-- BEGIN Data supplied --
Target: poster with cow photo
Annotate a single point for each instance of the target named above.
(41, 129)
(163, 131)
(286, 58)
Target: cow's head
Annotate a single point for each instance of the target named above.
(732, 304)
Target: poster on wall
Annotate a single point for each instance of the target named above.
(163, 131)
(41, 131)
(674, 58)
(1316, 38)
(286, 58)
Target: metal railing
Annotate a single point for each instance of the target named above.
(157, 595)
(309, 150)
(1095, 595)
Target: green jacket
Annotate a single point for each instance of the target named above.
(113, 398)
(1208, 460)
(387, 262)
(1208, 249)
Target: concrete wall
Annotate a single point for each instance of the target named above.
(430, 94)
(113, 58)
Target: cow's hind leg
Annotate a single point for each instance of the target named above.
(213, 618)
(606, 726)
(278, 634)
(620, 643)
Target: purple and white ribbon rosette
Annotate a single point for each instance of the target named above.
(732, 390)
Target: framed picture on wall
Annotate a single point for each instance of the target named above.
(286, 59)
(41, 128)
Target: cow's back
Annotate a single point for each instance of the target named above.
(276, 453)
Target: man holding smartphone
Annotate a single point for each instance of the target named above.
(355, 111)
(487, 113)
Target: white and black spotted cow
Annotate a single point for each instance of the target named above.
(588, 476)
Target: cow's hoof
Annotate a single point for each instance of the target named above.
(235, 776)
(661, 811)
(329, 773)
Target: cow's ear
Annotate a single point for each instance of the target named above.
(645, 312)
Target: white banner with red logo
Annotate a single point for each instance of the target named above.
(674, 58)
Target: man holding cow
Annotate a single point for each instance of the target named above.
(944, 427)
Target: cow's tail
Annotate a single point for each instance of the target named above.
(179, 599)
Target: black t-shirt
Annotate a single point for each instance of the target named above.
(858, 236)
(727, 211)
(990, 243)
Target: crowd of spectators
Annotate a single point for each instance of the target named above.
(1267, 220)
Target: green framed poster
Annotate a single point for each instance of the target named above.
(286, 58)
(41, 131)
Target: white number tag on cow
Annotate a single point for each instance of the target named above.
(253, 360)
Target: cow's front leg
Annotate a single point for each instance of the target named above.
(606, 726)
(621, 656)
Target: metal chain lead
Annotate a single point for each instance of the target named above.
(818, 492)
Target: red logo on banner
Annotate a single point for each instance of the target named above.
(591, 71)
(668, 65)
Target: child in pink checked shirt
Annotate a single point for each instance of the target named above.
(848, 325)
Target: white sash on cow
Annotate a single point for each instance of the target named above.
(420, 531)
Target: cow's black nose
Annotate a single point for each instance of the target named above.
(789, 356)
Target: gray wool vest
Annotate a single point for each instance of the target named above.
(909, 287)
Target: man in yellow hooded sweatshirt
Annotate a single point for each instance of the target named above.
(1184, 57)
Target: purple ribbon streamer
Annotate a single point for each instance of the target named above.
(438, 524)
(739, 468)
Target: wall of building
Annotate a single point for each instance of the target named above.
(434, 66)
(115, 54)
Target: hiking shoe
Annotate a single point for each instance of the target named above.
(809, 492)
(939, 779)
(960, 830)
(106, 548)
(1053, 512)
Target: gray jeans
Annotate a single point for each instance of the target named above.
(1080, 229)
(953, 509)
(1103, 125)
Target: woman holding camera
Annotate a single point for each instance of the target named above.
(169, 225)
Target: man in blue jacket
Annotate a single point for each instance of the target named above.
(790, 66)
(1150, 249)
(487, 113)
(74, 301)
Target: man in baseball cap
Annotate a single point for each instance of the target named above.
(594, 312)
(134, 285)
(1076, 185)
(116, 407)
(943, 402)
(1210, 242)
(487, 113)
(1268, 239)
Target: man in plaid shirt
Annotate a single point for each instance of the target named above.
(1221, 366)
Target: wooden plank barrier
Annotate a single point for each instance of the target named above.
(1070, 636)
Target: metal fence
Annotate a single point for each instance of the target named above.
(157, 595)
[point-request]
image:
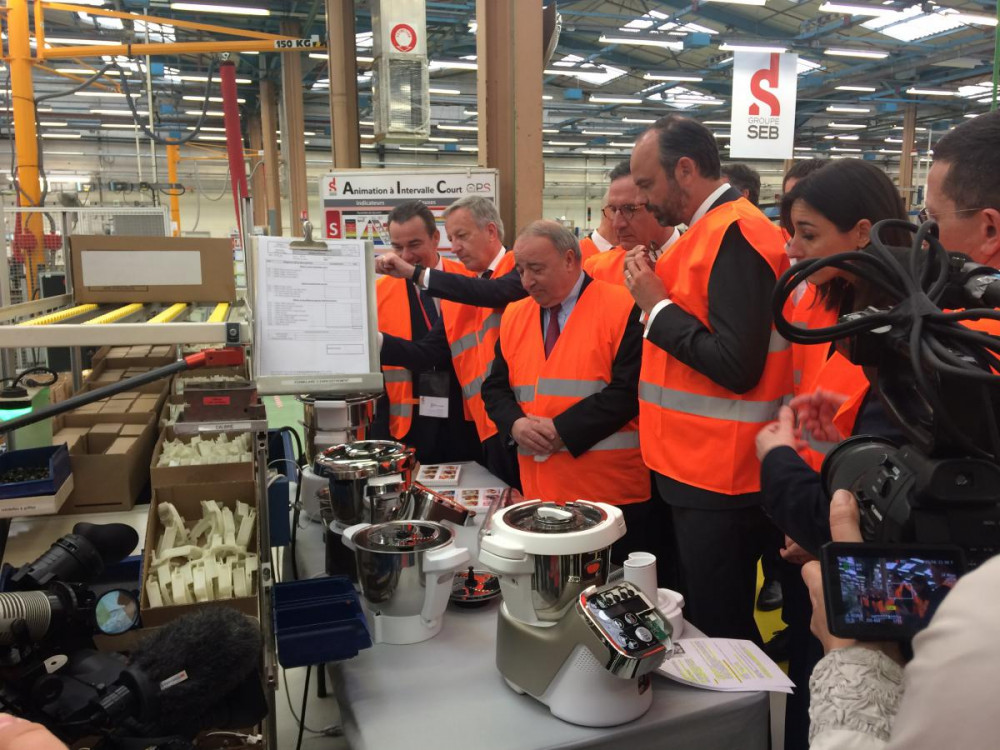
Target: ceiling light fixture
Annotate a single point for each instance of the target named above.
(642, 41)
(671, 77)
(217, 99)
(238, 10)
(865, 53)
(741, 47)
(857, 10)
(931, 92)
(614, 100)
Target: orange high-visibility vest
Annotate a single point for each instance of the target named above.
(608, 266)
(588, 248)
(579, 366)
(394, 318)
(813, 369)
(472, 334)
(691, 428)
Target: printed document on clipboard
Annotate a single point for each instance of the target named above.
(315, 328)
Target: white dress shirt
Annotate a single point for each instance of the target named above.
(702, 210)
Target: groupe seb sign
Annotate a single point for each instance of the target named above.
(357, 203)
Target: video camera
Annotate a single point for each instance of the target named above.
(932, 503)
(195, 673)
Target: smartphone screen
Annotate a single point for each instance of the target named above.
(881, 592)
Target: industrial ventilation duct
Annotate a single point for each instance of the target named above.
(400, 82)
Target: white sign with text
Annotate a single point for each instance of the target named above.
(763, 120)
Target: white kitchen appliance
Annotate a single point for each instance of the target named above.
(583, 647)
(406, 570)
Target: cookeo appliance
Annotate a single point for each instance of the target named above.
(367, 481)
(406, 570)
(581, 646)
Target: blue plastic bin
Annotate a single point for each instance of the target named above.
(56, 457)
(318, 621)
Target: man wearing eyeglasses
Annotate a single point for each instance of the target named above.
(601, 239)
(963, 189)
(633, 224)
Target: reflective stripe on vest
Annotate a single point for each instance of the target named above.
(394, 318)
(397, 375)
(472, 333)
(709, 406)
(627, 440)
(578, 367)
(692, 429)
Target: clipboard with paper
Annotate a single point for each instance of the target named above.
(315, 325)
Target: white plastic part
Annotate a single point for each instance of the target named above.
(153, 593)
(201, 591)
(515, 581)
(347, 536)
(225, 580)
(439, 572)
(245, 529)
(240, 581)
(505, 537)
(585, 693)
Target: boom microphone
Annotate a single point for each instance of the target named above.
(78, 557)
(206, 665)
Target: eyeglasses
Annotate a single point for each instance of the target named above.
(923, 215)
(627, 211)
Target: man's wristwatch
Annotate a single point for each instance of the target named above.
(417, 270)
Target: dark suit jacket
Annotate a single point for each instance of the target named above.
(475, 290)
(436, 440)
(433, 350)
(740, 286)
(591, 419)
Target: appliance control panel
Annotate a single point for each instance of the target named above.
(625, 618)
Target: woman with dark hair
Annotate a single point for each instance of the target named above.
(829, 211)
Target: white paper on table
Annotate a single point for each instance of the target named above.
(312, 314)
(726, 664)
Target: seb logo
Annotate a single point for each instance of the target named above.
(765, 126)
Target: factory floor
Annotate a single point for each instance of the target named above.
(323, 712)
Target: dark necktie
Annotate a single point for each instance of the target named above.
(429, 307)
(552, 330)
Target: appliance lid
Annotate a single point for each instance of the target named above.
(550, 518)
(363, 459)
(402, 537)
(545, 528)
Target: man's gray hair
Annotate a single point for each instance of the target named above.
(484, 211)
(561, 238)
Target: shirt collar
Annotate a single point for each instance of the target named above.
(707, 203)
(600, 243)
(496, 260)
(574, 293)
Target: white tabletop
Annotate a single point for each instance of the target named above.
(447, 694)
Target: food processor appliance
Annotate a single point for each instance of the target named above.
(328, 422)
(406, 570)
(367, 481)
(581, 646)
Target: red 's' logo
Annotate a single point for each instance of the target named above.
(767, 75)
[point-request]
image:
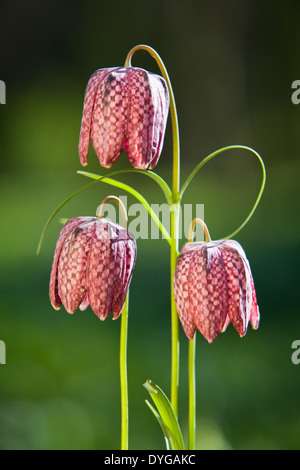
-- END Data supplied --
◆ **Exercise prompt**
Rescale the items starting at the line that contains "Target: cow's hoof" and ending at the line that contains "(1053, 512)". Reproduce only those lines, requests included, with every point coordinate multiplied by 1.45 and rounded to a whole number, halves rounded up.

◆ **Solution to the exercise**
Target: cow's hoof
Annotate a single point for each instance of the target named above.
(341, 1125)
(958, 1176)
(477, 1121)
Target: cow's ear
Annotate a single point for each instance of the target named above.
(935, 452)
Target: white banner with red logo
Annotate a single point for each instance of the target named above.
(977, 84)
Target: man holding cow
Annotate a single point for each instance of the target named above.
(1369, 619)
Target: cow's tail
Annotate a single point for each instance of the target named above.
(260, 869)
Target: black t-shirt
Annotate a single point for each instance of the target named above.
(1244, 342)
(1054, 306)
(1436, 352)
Target: crowd of spectators
Annotate a single point for each instance of the target named above.
(1837, 319)
Target: green framed poster
Annotate a single point for each instance of the target named above.
(415, 84)
(59, 190)
Target: white number tag on cow
Annotate a single point for each instance of the target named above.
(367, 522)
Target: cow's front leg
Annotate a single point for each instance of the target named above.
(879, 1053)
(900, 951)
Target: metal chain lead
Annotate a single point for each instance of the target named above.
(1186, 713)
Target: red logo on banner
Annotate a single point for each instance of the target named above.
(857, 103)
(969, 94)
Target: child in pink checked shirt
Annotate a single point for each instance of the target named above.
(1230, 471)
Target: white sash on cow
Annotate a single point for each instance of the target named above.
(609, 770)
Target: cow's black nose
Annotate a single point for each instance of the target named above.
(1144, 516)
Target: gray wool vest
Annotate a single point for each instance of the target named above.
(1318, 416)
Target: man in yellow hooded sweatshirt
Annotate a single point for each instance of the target named above.
(1717, 83)
Target: purple ribbon streamer
Annotate a single point for each instance of the target named above.
(635, 760)
(1072, 679)
Target: wall of building
Annotate a single point for each instance of the target named above.
(629, 96)
(167, 78)
Target: hiking shoe
Annotate a single point for each instance of the target named above.
(1173, 713)
(1362, 1130)
(1392, 1204)
(154, 795)
(1527, 742)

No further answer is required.